• ASSIGNMENT: From the line containing "Where can you spot the tree trunk?" through the last line of the entries, output the text exactly. Pictures stay out.
*** RAW DATA Section Begins ***
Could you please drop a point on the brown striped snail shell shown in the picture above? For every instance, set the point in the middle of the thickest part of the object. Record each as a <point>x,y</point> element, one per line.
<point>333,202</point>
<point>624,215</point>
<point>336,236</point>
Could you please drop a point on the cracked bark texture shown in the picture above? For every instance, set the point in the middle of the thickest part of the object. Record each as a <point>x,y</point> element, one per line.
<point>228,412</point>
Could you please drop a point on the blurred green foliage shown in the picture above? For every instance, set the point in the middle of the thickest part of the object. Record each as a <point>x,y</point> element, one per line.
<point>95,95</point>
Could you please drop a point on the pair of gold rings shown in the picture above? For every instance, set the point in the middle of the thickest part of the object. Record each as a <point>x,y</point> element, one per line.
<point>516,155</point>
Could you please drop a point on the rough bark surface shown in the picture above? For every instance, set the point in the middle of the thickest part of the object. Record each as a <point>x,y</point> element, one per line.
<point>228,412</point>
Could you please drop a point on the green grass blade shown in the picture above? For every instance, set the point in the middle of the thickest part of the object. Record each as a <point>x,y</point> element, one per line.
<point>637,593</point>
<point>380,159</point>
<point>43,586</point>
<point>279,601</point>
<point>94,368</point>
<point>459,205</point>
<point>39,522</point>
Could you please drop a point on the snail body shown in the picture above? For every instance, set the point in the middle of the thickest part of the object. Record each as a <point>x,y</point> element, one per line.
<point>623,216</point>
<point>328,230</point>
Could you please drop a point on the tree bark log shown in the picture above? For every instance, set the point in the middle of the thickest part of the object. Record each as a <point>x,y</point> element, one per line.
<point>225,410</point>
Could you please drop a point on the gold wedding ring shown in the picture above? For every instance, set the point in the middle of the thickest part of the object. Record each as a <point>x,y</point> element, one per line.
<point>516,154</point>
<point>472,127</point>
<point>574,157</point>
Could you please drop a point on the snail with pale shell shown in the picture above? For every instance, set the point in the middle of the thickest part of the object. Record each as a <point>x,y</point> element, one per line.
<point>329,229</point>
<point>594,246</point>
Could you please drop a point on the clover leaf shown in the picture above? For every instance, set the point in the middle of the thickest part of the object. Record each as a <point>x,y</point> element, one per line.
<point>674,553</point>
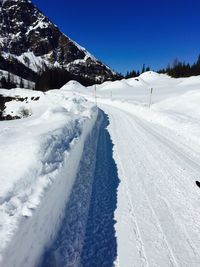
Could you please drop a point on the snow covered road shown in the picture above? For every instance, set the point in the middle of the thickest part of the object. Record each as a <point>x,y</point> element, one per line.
<point>158,213</point>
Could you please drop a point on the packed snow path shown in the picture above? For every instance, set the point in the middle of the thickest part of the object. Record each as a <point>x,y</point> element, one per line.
<point>87,234</point>
<point>158,211</point>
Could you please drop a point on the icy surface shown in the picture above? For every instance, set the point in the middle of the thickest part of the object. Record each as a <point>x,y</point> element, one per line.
<point>87,234</point>
<point>157,152</point>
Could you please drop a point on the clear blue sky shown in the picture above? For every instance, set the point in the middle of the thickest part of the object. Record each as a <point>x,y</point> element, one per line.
<point>124,34</point>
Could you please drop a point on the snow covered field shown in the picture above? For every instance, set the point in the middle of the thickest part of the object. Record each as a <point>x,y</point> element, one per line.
<point>156,150</point>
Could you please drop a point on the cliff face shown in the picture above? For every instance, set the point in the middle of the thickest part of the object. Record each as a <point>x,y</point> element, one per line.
<point>30,42</point>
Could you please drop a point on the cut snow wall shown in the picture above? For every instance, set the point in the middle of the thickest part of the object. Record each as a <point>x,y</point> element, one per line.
<point>39,230</point>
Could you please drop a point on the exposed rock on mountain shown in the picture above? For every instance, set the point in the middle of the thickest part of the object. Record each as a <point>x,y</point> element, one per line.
<point>30,43</point>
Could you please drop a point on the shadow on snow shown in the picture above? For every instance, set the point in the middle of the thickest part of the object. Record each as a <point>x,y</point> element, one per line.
<point>87,235</point>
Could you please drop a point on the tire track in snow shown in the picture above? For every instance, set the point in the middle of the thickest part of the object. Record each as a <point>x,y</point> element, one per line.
<point>159,171</point>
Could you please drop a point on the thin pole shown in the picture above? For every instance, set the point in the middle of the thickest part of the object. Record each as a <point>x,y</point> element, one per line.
<point>95,94</point>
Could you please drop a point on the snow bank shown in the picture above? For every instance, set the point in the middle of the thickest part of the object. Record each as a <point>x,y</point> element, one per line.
<point>39,160</point>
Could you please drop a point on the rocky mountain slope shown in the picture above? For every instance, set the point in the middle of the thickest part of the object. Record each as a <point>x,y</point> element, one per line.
<point>30,43</point>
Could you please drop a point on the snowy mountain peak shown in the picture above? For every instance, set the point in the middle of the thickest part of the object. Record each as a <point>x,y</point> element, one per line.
<point>30,39</point>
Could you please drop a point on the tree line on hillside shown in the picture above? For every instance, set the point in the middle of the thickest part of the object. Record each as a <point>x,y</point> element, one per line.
<point>176,70</point>
<point>134,73</point>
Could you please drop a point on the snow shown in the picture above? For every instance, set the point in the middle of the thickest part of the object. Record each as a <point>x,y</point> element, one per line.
<point>40,155</point>
<point>31,61</point>
<point>156,149</point>
<point>17,80</point>
<point>157,152</point>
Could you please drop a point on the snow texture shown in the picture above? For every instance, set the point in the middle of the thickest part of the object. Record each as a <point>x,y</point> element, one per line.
<point>157,152</point>
<point>40,156</point>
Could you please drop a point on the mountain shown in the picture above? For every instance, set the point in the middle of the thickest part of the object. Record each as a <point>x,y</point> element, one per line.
<point>31,43</point>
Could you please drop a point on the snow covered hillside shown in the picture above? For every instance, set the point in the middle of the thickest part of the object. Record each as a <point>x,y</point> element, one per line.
<point>157,152</point>
<point>40,155</point>
<point>148,189</point>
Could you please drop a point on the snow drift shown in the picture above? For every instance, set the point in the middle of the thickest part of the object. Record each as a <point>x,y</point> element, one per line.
<point>40,156</point>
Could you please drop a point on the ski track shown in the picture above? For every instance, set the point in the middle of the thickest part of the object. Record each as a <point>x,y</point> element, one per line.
<point>158,212</point>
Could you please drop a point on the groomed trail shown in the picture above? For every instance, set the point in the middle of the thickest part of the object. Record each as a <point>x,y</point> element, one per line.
<point>87,235</point>
<point>158,210</point>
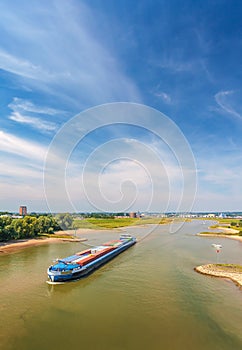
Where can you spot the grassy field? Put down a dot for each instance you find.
(93, 223)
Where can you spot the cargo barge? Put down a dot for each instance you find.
(81, 264)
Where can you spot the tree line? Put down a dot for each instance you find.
(32, 226)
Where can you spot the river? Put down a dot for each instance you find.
(149, 297)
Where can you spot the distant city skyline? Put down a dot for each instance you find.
(60, 58)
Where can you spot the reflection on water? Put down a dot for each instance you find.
(147, 297)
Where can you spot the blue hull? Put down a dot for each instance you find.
(90, 267)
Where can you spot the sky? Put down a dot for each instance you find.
(121, 105)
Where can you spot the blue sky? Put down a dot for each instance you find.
(182, 58)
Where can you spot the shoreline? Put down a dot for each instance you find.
(235, 237)
(16, 245)
(226, 233)
(215, 271)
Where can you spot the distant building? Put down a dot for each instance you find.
(22, 210)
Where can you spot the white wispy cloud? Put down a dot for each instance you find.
(221, 99)
(15, 145)
(164, 96)
(36, 123)
(79, 68)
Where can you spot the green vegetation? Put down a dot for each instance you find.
(229, 267)
(110, 223)
(32, 226)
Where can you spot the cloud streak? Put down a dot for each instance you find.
(220, 98)
(35, 123)
(15, 145)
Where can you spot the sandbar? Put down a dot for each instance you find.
(220, 271)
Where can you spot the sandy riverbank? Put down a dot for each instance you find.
(220, 271)
(225, 233)
(15, 245)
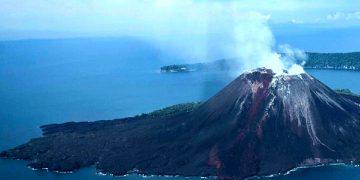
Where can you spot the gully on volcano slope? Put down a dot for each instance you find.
(259, 124)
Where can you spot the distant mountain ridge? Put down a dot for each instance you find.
(338, 61)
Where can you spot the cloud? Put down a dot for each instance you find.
(344, 16)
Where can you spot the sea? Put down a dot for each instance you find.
(87, 79)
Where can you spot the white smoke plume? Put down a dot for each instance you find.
(194, 30)
(248, 36)
(254, 46)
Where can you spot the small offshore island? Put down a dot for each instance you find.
(260, 124)
(336, 61)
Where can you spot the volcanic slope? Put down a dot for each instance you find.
(259, 124)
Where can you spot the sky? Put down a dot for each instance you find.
(131, 17)
(202, 29)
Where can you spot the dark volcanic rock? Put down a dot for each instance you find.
(259, 124)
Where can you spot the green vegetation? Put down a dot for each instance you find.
(175, 109)
(346, 61)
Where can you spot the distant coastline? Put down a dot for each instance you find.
(333, 61)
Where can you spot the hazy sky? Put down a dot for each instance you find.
(162, 17)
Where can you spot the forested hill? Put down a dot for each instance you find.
(348, 61)
(340, 61)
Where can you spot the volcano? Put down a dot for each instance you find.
(260, 124)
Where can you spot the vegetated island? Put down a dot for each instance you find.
(337, 61)
(259, 124)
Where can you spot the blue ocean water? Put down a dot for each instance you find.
(54, 81)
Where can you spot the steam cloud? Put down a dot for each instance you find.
(191, 29)
(243, 34)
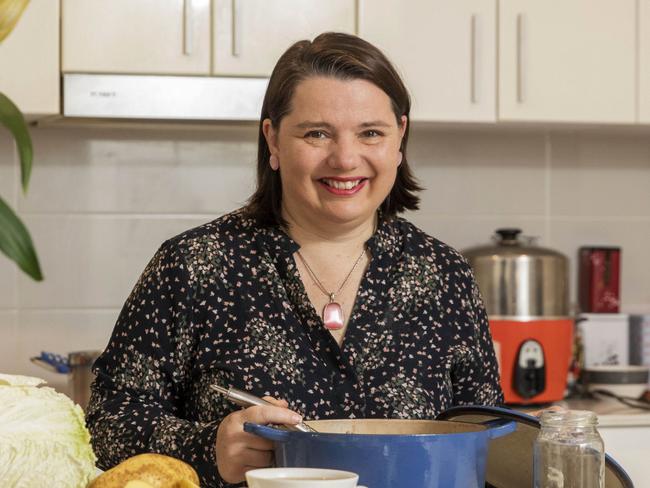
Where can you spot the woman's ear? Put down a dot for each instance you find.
(402, 128)
(271, 136)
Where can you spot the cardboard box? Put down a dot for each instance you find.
(605, 338)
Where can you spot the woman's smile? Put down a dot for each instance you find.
(343, 186)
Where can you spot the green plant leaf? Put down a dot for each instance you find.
(16, 243)
(13, 119)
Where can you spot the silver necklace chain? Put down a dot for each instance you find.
(320, 285)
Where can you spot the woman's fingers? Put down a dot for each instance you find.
(269, 414)
(238, 451)
(278, 403)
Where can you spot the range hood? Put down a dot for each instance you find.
(172, 98)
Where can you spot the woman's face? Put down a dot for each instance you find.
(338, 150)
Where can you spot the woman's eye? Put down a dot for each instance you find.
(315, 134)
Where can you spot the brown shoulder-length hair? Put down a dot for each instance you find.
(341, 56)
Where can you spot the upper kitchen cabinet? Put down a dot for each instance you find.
(644, 61)
(136, 36)
(567, 60)
(29, 58)
(444, 50)
(250, 35)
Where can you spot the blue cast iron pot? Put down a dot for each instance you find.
(391, 453)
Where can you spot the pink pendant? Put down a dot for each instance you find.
(333, 316)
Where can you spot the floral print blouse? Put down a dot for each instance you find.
(223, 303)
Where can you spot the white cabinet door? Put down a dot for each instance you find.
(136, 36)
(445, 51)
(644, 61)
(567, 60)
(29, 60)
(250, 35)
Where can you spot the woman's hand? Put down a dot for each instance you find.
(238, 451)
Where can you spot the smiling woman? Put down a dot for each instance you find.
(316, 294)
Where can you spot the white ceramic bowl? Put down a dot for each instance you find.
(301, 478)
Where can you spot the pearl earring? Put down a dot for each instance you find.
(274, 163)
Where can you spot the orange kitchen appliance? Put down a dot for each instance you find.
(526, 293)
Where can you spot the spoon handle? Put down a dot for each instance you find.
(244, 399)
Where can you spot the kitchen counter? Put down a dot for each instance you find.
(611, 412)
(625, 431)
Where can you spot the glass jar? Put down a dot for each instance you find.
(569, 452)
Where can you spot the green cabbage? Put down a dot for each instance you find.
(43, 438)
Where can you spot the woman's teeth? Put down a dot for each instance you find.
(342, 185)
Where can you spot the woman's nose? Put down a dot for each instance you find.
(345, 154)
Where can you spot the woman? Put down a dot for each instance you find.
(315, 294)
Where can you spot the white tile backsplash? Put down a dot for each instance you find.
(480, 173)
(8, 339)
(600, 175)
(94, 261)
(60, 332)
(102, 200)
(119, 171)
(9, 182)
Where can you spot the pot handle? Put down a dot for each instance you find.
(267, 432)
(499, 427)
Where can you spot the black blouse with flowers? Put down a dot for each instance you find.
(223, 303)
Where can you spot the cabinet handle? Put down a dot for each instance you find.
(520, 58)
(236, 41)
(472, 57)
(188, 28)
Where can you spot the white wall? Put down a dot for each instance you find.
(102, 200)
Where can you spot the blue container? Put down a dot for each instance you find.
(406, 454)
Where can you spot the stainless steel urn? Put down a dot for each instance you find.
(520, 280)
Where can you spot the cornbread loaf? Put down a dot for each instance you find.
(148, 471)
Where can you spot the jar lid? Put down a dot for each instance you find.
(510, 458)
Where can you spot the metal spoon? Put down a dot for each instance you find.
(245, 399)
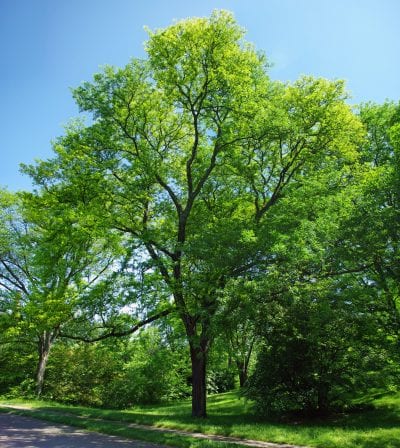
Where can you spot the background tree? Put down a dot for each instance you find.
(46, 265)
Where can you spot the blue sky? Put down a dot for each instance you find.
(49, 46)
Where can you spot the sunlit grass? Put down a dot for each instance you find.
(231, 415)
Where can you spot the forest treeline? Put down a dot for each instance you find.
(205, 227)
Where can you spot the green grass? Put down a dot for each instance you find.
(229, 415)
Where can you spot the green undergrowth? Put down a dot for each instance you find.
(377, 426)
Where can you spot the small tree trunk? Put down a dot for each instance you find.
(199, 388)
(44, 345)
(242, 374)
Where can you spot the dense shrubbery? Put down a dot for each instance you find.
(316, 358)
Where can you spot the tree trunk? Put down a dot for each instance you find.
(45, 343)
(198, 357)
(242, 368)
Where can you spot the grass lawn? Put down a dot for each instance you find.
(230, 415)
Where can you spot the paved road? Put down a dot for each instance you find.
(25, 432)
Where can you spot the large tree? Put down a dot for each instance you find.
(187, 154)
(47, 266)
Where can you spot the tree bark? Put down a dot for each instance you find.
(198, 344)
(198, 358)
(45, 343)
(242, 368)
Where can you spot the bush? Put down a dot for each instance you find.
(315, 359)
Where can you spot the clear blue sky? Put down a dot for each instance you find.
(48, 46)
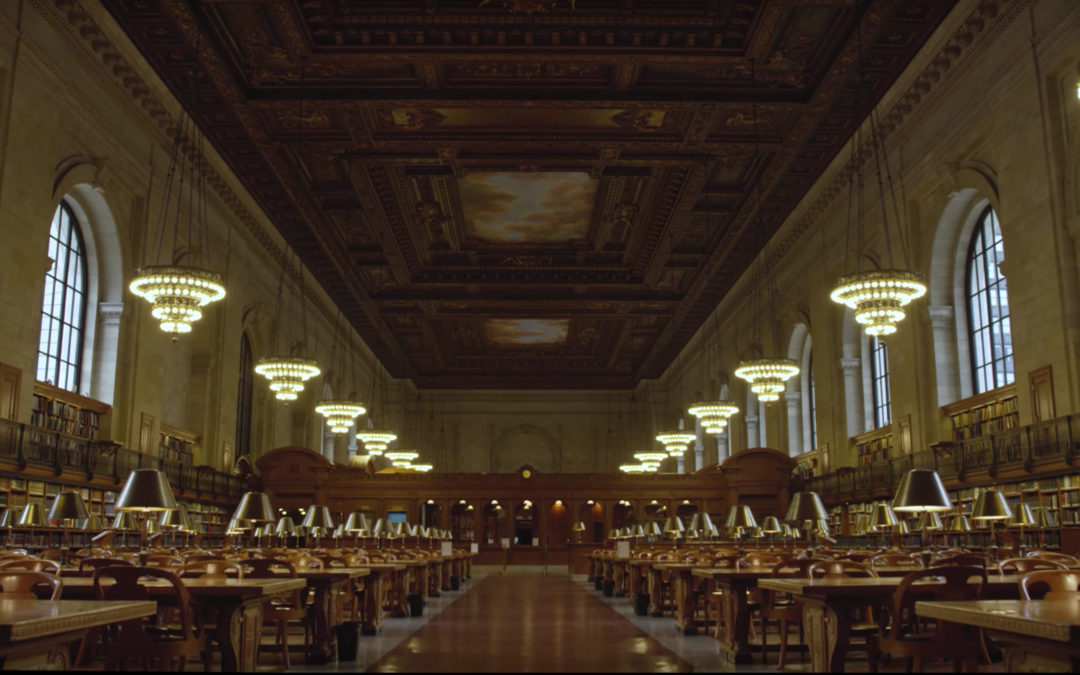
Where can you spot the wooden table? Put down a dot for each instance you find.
(325, 608)
(838, 598)
(237, 602)
(1039, 635)
(39, 633)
*** RAW DATA Section Ends ***
• ANSWER FOR THIS EXERCISE:
Where can you spot the tree trunk? Put down a dot for each instance you find.
(45, 343)
(198, 357)
(242, 368)
Where can you spot the grass lawn? Put down a dot for each instance you find.
(230, 415)
Where can you spot the paved road? Put down a dot for each instance you find.
(25, 432)
Where can you spot the large tree? Put down a dot for each instance you find.
(187, 154)
(47, 266)
Where can you spot the tree bark? Put down a dot for each instance you find.
(198, 344)
(198, 358)
(45, 343)
(242, 368)
Where can you spot the bush? Put down a dot for each instance you find.
(315, 359)
Where can you spot the clear blue sky? Put down a dot for each instance you find.
(48, 46)
Where can you spot the wooden table? Put down a dot for each instance you find.
(325, 608)
(838, 598)
(237, 602)
(1039, 635)
(39, 633)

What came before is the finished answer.